__INPUT MATERIAL__
____________________

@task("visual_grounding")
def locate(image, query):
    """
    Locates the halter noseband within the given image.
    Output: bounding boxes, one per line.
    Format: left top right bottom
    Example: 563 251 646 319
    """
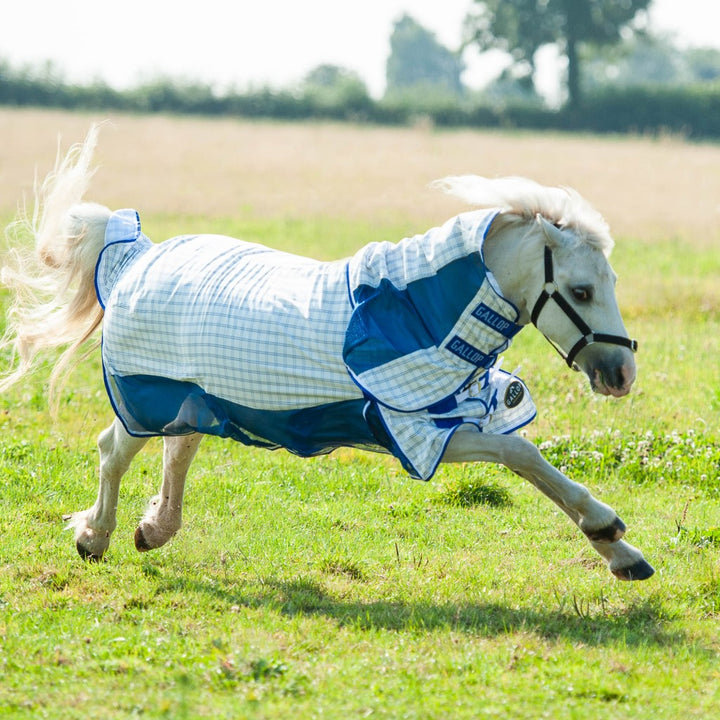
530 245 637 370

____________________

Transcribe the records above verbatim, line by line, but leave the pictures out of your copy.

__RESULT FOR THIS EXERCISE__
@task("visual_grounding")
def locate(image, query):
    """
    Locates the halter noseband within the given image.
    Output: bounding boxes, one per line.
    Format: left top right bottom
    Example: 563 251 646 319
    """
530 245 637 370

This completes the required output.